» **Exercise brief**: Retype the entries below line for line, keeping every word and number unchanged, and leave out the pictures.

(Stored items)
^^^^^^^^

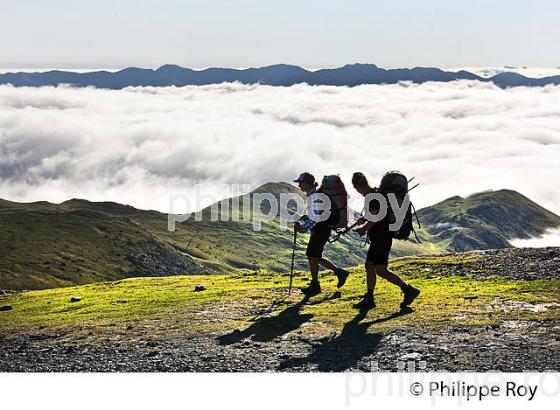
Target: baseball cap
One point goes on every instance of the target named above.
(305, 177)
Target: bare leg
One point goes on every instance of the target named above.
(314, 267)
(370, 276)
(327, 264)
(388, 275)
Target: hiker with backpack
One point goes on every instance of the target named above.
(381, 237)
(320, 231)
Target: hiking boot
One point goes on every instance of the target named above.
(313, 289)
(367, 302)
(342, 275)
(410, 294)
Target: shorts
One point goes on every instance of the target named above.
(380, 247)
(320, 234)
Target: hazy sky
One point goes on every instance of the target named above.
(311, 33)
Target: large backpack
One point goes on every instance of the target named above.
(333, 187)
(396, 183)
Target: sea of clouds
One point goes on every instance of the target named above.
(141, 144)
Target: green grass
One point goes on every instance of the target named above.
(79, 242)
(168, 306)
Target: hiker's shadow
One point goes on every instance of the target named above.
(268, 328)
(345, 350)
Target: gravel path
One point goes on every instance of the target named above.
(513, 346)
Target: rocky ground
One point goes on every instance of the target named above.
(277, 341)
(511, 347)
(512, 263)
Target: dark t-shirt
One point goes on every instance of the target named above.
(381, 227)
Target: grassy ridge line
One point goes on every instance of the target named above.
(168, 305)
(78, 242)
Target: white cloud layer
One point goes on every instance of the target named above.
(138, 145)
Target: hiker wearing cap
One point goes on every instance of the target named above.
(381, 240)
(320, 233)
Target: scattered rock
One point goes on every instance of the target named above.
(411, 356)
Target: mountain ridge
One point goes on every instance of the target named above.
(78, 242)
(274, 75)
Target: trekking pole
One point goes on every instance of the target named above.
(293, 260)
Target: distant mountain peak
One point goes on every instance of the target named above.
(276, 75)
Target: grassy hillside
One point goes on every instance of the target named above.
(486, 220)
(169, 306)
(77, 242)
(48, 245)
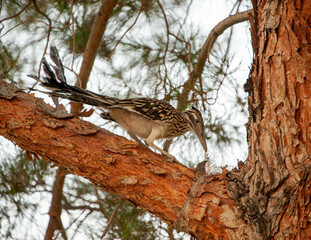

^^^^^^^^

» **Answer to the problem**:
Target: baseball cap
One point goes on every instance of the target named above.
(305, 177)
Target: bare leg
One point goes on every instance of the target named above.
(314, 267)
(370, 276)
(327, 264)
(388, 275)
Target: hiker with backpack
One point goes on every instance of the target named above.
(381, 237)
(320, 231)
Target: hiking boot
One point goes on every instance of the target named above.
(313, 289)
(367, 302)
(342, 275)
(410, 294)
Target: shorts
One point goes on every instance of the target named above.
(380, 247)
(320, 234)
Target: hazy sky
One point goes on every instance of the target named above.
(311, 33)
Target: large backpack
One point goes on every instance of the target named above.
(333, 187)
(396, 183)
Target: sea of clouds
One point goes on every instance of the target named above.
(141, 144)
Target: green grass
One point goes on every instance of the target named above.
(79, 242)
(168, 306)
Target: hiker's shadow
One point goes on every instance of the target named above.
(268, 328)
(345, 350)
Target: gravel path
One point goes on every instance of the target named above.
(513, 346)
Target: rocky ground
One point goes on every instance of the target named above.
(277, 341)
(511, 347)
(512, 263)
Target: dark t-shirt
One point goes on every instance of the target named above.
(381, 227)
Target: grassy ridge line
One point goes on every instance of the target named above.
(168, 305)
(78, 242)
Target: white cloud layer
One point goes on every instance of the target named above.
(138, 145)
Target: hiker wearing cap
One point goes on every instance of the target named above.
(381, 240)
(320, 233)
Target: scattered rock
One point goes on every instance of the target named above.
(411, 356)
Target: mountain ridge
One point goes on every instance of the target named above.
(78, 242)
(274, 75)
Target: trekking pole
One point goes on every instance of the target named above.
(293, 260)
Target: distant mountain peak
One point goes on every instance of the target named above.
(276, 75)
Target: grassy hillside
One point goes on every instance of the target named above.
(486, 220)
(169, 306)
(77, 242)
(48, 245)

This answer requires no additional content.